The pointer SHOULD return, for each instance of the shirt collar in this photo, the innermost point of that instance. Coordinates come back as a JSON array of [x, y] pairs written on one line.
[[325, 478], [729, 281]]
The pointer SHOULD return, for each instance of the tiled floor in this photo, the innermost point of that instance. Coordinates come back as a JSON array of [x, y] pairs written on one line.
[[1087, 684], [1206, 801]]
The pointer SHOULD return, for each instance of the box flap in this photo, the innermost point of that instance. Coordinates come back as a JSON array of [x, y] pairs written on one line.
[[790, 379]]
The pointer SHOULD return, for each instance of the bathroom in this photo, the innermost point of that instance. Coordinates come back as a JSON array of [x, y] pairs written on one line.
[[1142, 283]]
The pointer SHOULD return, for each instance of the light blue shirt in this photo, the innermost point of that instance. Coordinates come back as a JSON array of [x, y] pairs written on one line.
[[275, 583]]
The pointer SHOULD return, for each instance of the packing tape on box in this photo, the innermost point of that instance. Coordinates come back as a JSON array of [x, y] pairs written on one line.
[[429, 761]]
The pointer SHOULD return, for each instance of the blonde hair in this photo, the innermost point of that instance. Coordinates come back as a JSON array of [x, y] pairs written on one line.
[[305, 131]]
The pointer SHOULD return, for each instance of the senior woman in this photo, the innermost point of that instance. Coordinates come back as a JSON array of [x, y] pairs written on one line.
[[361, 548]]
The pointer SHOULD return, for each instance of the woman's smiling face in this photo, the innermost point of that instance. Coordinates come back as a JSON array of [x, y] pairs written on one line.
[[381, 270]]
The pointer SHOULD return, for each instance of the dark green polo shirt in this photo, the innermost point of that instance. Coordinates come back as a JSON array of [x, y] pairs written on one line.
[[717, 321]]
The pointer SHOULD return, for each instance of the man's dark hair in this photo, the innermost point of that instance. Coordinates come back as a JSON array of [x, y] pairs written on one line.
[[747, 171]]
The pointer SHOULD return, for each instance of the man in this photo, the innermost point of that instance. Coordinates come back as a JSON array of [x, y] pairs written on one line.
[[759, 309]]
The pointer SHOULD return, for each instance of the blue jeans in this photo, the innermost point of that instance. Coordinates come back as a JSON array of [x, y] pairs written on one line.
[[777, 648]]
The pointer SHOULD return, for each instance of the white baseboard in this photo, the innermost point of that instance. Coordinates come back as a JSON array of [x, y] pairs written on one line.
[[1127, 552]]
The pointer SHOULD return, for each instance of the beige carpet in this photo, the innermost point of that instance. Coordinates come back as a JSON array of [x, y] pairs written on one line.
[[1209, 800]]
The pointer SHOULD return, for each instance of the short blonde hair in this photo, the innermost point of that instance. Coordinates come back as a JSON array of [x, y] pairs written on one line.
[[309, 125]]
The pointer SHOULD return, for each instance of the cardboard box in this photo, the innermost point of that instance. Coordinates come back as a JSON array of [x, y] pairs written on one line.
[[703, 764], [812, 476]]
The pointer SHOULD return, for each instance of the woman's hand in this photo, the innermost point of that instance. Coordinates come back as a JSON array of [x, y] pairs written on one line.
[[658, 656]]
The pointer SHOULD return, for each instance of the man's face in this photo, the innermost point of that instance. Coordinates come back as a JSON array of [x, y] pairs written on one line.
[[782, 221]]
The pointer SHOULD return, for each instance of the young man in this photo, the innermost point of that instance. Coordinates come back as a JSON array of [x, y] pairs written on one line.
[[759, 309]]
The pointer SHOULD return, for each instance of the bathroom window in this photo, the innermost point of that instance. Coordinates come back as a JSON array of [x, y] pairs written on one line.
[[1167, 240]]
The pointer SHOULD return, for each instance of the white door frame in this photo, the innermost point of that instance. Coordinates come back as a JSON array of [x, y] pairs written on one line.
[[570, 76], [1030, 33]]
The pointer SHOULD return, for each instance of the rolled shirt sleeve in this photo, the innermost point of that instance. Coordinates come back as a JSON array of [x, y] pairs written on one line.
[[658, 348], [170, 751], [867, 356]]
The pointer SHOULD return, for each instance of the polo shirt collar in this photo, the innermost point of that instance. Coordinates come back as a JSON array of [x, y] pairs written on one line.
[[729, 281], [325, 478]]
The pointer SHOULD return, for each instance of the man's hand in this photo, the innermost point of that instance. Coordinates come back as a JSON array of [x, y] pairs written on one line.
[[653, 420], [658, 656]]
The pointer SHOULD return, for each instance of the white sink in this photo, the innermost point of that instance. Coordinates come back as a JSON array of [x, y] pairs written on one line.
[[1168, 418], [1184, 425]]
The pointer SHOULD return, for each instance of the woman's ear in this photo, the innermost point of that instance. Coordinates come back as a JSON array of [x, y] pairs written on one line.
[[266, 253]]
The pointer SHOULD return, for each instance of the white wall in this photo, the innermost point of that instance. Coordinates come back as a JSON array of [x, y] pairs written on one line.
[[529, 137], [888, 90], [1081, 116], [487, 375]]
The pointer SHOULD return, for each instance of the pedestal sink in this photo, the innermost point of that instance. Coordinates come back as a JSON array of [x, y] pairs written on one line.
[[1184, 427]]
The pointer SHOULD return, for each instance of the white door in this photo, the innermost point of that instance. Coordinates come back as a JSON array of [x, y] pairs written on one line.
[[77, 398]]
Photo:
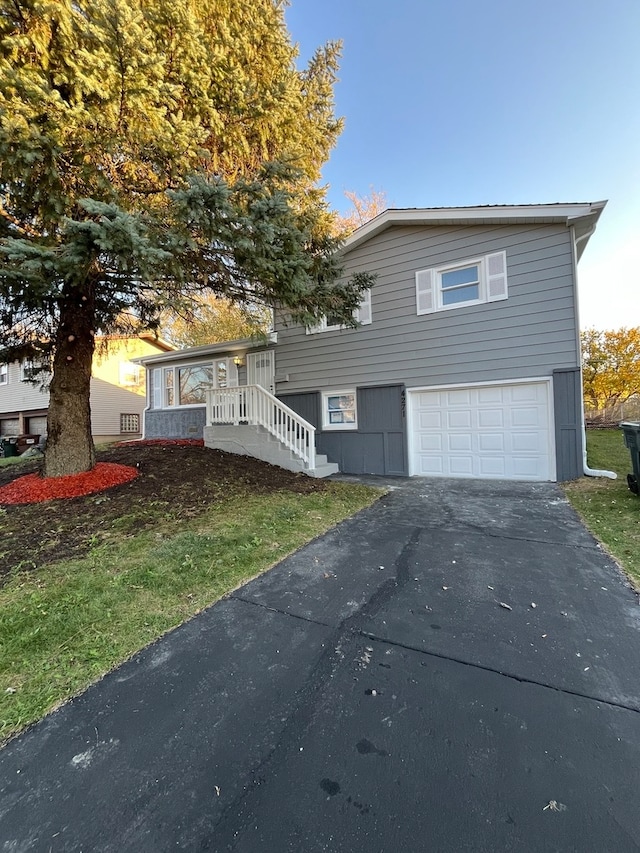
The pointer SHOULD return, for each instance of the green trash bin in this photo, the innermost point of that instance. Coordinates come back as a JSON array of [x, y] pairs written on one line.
[[9, 447], [632, 440]]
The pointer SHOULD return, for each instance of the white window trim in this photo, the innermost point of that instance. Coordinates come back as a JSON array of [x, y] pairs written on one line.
[[32, 370], [363, 315], [126, 368], [158, 393], [124, 420], [492, 287], [325, 411]]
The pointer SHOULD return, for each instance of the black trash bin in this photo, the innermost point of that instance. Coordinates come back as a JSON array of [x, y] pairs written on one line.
[[632, 440]]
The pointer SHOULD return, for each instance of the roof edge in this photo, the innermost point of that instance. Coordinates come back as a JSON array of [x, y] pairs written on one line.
[[570, 213]]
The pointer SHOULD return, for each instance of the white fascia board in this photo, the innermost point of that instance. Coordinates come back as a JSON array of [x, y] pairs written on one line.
[[206, 350], [483, 215]]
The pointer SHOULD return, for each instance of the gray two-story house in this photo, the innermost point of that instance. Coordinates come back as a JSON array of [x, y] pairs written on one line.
[[466, 361]]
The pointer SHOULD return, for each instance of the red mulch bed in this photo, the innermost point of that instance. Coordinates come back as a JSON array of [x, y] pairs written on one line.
[[32, 488]]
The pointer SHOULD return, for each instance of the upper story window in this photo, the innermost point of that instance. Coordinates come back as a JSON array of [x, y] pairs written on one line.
[[331, 324], [130, 374], [32, 370], [470, 282]]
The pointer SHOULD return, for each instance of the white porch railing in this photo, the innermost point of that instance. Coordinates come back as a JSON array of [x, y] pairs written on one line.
[[252, 404]]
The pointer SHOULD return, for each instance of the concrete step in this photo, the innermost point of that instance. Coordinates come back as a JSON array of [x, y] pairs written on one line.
[[323, 470]]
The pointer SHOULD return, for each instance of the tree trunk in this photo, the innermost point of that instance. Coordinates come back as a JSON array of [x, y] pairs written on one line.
[[69, 447]]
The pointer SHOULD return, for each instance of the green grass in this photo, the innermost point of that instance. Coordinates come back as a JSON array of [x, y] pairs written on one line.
[[608, 507], [65, 625]]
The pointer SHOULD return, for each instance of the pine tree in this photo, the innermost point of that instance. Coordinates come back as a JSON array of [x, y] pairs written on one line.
[[135, 141]]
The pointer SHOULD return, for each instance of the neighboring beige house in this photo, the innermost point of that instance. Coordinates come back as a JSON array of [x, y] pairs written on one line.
[[118, 393]]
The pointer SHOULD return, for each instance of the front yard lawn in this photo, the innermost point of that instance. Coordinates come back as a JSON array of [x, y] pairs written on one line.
[[609, 508], [86, 582]]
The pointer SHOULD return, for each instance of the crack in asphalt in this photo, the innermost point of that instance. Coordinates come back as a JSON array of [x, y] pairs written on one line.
[[441, 656], [510, 675], [304, 704]]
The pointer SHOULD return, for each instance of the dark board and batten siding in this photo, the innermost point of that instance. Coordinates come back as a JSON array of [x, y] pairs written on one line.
[[378, 446], [567, 403], [531, 333], [175, 423]]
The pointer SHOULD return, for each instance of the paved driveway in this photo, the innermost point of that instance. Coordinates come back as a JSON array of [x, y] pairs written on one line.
[[371, 693]]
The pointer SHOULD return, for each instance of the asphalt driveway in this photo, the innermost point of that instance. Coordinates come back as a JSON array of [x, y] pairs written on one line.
[[456, 668]]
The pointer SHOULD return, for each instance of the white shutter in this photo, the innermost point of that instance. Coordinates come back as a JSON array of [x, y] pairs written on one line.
[[363, 312], [232, 373], [156, 394], [425, 297], [496, 276]]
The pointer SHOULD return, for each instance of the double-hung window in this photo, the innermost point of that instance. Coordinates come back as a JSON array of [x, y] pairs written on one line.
[[469, 282], [330, 323], [339, 410]]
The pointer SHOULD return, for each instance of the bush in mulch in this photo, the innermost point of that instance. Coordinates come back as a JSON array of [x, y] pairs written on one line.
[[32, 488]]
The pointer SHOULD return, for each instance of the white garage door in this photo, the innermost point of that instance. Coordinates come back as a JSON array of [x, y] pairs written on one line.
[[489, 431]]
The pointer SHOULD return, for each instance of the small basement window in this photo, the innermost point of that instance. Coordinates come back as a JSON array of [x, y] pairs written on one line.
[[339, 410], [129, 423]]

• • • • • • •

--- Your instructions ---
Output, unchanged, the lines from the line with "The pointer SHOULD return, for each instance of the bush" through the final line of the material.

--- In response ---
The pointer SHOULD return, for each instance of the bush in mulch in this photo, the innermost point of that instance. Coordinates come back as a JSON array of [x, y] pairs written on one line.
[[32, 488]]
The pointer SHOULD return, for each instance of the white garage door in this photo, the innermost point of that instance. Coordinates come back as a JSON array of [x, y] pairs written on one line.
[[489, 431]]
The pointer SHOULD return, for each instance of the small basement window in this photo, the innermost point of that instance. Coordinates come back as a JSON array of [x, y] pairs written on one line.
[[339, 410], [129, 423]]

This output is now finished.